Can you carry on the article about deep learning below, starting right after its final sentence?

■ SUPPLIED PASSAGE
= Beginning of Section =

Deep learning, as the technique is known, involves applying layers of calculations to data, such as sound or images, to recognize key features and similarities. It offers a powerful way for machines to recognize similarities that would normally be abstruse to a computer: the same face seen from different angles, for instance, or a word spoken in different accents (see “10 Breakthrough Technologies 2013: Deep Learning”). The mathematical principles that underlie deep learning are relatively simple, but when combined with huge quantities of training data and computer systems capable of powerful parallel computations, the technique has resulted in dramatic progress in recent years, especially in voice and image recognition.

For example, Google uses deep learning for voice recognition on Android phones, while Facebook uses the technology to identify friends in users’ photographs (see “Facebook Creates Software That Matches Faces Almost as Well as You Do”).

Other tech companies are following. At an event in Boston last week, two researchers from eBay described how the company is using deep learning to categorize products in images posted by sellers. By studying images that have already been tagged, the system can tell the difference, for example, between a pair of flip-flops and a pair of flats. This is helping to improve eBay’s search engine, especially for products that haven’t been tagged very well.

People in other fields and industries are starting to show an interest in deep learning. At the Boston event, researchers, engineers, and entrepreneurs discussed progress in the field and its potential application in advertising, finance, and medicine. One attendee who had previously applied machine learning techniques to hedge funds had founded a startup to use deep learning to predict market shifts like a sudden plunge in a currency’s value. Another attendee, from a major U.S. insurance company, was looking into using deep learning to identify fraudulent claims.

Andrew Ng, a leading figure in the field, and both an associate professor at Stanford and chief scientist at the Chinese company Baidu, said at the conference that deep learning has already proven useful. “One of the things Baidu did well early on was to create an internal deep learning platform,” Ng said. “An engineer in our systems group decided to apply it to decide a day in advance when a hard disk is about fail. We use deep learning to detect when there might’ve been an intrusion. Many people are now learning about deep learning and trying to apply it to so many problems.”

= End of Section =

■ EXTRACTED INFORMATION

= Beginning of Section =

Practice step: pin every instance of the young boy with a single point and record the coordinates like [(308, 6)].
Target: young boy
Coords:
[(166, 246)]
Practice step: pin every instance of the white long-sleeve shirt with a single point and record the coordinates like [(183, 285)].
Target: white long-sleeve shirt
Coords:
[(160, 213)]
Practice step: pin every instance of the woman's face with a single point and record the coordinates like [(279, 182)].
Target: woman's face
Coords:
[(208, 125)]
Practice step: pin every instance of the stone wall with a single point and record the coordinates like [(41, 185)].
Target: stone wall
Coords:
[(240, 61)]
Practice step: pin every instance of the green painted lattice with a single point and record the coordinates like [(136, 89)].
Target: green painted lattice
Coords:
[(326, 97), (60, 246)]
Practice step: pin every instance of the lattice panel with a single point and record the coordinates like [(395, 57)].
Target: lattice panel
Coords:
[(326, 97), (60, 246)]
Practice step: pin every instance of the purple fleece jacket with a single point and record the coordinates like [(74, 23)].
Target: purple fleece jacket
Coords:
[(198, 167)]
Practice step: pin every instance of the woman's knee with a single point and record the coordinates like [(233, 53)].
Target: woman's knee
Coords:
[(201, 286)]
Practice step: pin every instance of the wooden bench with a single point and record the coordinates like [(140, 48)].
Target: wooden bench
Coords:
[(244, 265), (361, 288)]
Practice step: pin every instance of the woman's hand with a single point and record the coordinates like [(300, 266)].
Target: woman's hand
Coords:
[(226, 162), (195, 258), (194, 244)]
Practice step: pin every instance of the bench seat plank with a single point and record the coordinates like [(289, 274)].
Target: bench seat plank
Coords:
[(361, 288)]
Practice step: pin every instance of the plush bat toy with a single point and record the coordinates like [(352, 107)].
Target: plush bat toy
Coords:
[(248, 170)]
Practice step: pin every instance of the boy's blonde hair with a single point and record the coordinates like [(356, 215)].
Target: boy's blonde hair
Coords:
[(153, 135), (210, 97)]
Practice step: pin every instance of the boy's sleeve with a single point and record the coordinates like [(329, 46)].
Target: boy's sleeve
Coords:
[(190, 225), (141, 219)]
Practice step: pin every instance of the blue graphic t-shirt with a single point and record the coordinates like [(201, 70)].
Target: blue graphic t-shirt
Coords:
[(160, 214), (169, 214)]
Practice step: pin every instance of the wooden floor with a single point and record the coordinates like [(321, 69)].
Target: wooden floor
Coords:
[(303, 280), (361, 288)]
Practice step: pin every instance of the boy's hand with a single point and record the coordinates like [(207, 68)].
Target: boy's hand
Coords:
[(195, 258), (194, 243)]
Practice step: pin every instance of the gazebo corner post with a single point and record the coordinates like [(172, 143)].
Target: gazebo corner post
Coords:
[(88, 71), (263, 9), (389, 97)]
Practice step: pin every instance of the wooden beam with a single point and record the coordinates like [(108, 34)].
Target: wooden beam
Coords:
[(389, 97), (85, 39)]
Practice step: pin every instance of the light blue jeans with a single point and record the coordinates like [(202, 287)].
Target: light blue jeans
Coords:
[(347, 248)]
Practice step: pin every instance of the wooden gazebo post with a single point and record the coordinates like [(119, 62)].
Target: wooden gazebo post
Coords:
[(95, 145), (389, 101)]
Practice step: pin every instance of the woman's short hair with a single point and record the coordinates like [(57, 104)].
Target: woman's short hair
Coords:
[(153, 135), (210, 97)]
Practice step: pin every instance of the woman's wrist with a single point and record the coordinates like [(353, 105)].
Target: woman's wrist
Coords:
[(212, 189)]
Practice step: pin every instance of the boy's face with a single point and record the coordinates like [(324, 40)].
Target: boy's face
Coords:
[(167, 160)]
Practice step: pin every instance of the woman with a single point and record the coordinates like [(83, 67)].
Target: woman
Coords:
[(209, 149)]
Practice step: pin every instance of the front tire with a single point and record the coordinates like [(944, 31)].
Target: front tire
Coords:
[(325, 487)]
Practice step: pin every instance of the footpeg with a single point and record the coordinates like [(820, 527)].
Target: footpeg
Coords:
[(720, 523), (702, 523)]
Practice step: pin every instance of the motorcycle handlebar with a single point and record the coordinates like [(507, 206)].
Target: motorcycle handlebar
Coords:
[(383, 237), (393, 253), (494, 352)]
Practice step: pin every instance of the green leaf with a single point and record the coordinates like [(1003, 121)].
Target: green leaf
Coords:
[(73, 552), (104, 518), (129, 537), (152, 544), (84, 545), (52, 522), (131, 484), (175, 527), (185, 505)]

= End of Section =

■ EXPECTED OUTPUT
Deep learning is being tested by researchers to glean insights from medical imagery. Emmanuel Rios Velazquez, a postdoctoral researcher at the Dana-Farber Cancer Institute in Boston, is exploring whether deep learning could help to more accurately predict a patient’s outcome from images of his or her cancer.

Drug discovery is another promising area. Olexandr Isayev, a research scientist from the University of North Carolina at Chapel Hill, has shown that deep learning algorithms can help train computers to pick out potentially useful drug molecules from hundreds of millions of candidates. Isayev fed data from hundreds of thousands of experiments into his computer systems, and then had his system predict how a molecule might bind to a particular group of proteins. “A typical machine-learning algorithm does one objective function,” he said. “[With deep learning] you can do multiple optimizations. For example, you might want to maximize binding with this protein but minimize binding with some other protein.”

Deep learning doesn’t work best for everything, as Isayev’s work demonstrates. He says the improvements it offered for computerized drug discovery were modest compared to what it could do for computerized image recognition.

Even so, the potential for deep learning to be applied more broadly can be seen with the emergence of some well-funded startups. Palo Alto-based MetaMind, which has developed a deep learning platform, was founded by Richard Socher, who studied under Ng at Stanford. “We have people classifying fashion, cars, houses, satellite images, and each of these are already gigantic industries,” Socher says. “The beauty of deep learning is that, from the raw input to the final output, it’s all learned.”